__Stated exercise__
Pick out each line in the rows below that contains the word "cast" and copy it.

__Dataset excerpts__
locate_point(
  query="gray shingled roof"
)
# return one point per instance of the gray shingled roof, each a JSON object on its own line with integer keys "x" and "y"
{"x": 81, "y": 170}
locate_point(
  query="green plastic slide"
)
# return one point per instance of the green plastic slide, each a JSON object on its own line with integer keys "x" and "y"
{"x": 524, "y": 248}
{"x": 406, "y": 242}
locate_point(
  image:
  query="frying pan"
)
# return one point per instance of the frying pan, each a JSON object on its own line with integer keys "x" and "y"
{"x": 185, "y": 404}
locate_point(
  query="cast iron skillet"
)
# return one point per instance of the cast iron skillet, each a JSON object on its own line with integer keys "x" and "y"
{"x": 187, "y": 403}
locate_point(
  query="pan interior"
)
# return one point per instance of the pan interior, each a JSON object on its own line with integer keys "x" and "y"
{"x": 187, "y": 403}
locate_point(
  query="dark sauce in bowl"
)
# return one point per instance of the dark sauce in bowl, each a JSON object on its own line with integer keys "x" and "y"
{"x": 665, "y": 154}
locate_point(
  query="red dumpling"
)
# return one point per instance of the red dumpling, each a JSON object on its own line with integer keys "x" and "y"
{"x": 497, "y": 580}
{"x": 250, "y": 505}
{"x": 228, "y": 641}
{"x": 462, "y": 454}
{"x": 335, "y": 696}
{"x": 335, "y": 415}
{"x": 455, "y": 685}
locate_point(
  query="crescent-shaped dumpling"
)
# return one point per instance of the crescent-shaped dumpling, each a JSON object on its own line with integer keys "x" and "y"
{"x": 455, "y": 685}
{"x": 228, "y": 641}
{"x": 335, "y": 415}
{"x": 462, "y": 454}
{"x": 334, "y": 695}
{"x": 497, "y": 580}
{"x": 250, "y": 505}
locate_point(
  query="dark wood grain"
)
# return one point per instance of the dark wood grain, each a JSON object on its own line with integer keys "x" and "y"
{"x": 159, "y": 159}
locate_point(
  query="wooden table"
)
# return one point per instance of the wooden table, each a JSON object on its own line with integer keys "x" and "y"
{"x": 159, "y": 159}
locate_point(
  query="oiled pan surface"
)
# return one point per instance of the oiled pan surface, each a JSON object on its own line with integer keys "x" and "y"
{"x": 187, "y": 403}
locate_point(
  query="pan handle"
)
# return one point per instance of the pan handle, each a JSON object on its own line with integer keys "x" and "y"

__Solution to the exercise__
  query="cast iron skillet"
# return one point per instance of the cast iron skillet, each a JSON object on its own line with integer keys "x" and "y"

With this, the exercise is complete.